Your task » Look below for the line that has "Target: green wall decoration". Set down the lines from there through the line that has "Target: sofa cushion", exactly as written.

::::

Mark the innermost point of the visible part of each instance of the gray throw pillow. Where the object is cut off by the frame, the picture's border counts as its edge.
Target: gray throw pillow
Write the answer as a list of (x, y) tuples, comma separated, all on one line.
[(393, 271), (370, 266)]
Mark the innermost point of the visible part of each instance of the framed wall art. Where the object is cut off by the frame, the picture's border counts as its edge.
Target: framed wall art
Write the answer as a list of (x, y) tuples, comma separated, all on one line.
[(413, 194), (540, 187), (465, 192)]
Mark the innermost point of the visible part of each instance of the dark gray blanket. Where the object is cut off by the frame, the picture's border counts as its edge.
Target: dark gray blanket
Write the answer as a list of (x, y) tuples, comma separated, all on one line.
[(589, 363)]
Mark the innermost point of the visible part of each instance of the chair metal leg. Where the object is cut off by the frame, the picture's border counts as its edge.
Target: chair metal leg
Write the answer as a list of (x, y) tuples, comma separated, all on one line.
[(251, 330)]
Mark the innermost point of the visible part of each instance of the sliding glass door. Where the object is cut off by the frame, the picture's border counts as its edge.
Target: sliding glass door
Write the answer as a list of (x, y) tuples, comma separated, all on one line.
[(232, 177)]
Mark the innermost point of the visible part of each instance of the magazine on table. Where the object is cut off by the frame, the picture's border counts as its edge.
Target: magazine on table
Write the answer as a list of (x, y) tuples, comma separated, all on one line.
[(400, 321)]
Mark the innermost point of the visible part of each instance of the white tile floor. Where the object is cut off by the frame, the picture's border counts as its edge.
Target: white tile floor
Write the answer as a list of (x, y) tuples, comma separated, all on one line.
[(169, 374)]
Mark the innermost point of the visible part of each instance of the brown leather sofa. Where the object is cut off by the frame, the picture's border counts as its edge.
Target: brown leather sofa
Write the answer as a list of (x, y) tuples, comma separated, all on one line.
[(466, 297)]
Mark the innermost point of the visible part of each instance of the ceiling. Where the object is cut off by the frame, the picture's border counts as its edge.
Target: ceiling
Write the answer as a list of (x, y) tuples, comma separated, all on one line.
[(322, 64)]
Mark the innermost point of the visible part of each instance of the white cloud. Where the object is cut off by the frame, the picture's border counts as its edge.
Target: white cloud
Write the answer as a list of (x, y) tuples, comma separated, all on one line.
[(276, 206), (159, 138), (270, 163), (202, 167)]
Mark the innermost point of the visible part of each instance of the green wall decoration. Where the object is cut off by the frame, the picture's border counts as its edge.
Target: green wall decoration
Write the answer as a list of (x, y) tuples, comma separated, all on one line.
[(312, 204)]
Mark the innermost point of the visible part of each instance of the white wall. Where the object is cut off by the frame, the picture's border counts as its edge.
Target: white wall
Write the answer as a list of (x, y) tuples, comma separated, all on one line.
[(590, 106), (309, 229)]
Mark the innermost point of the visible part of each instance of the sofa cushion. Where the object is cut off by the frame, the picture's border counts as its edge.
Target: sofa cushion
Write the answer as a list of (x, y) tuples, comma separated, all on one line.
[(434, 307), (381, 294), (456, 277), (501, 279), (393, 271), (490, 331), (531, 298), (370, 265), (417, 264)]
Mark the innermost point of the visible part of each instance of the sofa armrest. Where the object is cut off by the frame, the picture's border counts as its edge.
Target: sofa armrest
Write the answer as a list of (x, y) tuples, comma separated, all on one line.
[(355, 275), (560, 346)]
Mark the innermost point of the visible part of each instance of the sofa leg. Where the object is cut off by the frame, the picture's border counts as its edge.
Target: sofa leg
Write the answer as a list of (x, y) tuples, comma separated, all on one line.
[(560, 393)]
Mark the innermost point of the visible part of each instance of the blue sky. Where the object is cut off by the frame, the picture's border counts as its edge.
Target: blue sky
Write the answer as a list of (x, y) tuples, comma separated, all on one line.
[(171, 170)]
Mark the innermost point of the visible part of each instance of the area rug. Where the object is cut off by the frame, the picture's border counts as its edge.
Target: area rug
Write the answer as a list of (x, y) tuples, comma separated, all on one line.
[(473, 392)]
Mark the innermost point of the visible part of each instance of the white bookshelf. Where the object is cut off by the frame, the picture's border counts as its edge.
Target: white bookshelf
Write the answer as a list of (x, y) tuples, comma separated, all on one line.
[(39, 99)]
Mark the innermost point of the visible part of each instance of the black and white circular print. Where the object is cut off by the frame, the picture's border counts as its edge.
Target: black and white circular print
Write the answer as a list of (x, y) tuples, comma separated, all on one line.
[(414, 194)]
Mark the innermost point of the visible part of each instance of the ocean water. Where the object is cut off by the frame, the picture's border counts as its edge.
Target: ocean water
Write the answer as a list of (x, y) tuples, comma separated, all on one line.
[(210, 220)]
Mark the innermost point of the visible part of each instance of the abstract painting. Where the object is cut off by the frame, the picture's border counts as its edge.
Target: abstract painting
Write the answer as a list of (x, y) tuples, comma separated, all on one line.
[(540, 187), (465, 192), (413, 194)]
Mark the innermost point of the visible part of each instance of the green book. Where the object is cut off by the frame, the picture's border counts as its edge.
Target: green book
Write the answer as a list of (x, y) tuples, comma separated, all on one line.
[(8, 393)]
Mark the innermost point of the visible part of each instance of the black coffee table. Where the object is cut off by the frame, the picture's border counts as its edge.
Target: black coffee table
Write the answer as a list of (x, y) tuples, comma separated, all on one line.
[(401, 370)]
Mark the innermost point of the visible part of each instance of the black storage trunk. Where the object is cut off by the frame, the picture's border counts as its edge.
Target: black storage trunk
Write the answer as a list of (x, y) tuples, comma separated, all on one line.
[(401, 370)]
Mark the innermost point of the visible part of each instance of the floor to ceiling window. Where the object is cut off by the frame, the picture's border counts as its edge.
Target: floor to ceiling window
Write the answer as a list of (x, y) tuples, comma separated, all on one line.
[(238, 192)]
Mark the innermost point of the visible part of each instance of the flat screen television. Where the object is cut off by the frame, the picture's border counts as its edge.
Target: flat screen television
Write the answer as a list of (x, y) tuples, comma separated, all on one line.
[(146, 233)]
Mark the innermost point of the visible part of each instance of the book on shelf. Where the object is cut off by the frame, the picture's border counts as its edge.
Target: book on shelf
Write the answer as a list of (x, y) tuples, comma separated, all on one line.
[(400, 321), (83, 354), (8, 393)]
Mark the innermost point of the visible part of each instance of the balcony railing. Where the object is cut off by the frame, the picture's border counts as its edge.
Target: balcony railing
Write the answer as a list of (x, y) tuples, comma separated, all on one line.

::::

Output below »
Target: green wall decoration
Write the answer as a list of (x, y) tuples, comma separated, all on one line.
[(312, 204)]
Mark the innermost point of the visible part of each instance of the white wall. Where the object is cut off by the frame, the picture's border counts as its edge.
Target: white wall
Write the answer as a list of (x, y) tuples, comma separated, all on one line.
[(590, 106), (309, 229)]
Mark the innermost point of the visible part of each instance of the sofa cushion. Where the object is cut off by the frame, the picture's border counts as its edge.
Target: sofa cushion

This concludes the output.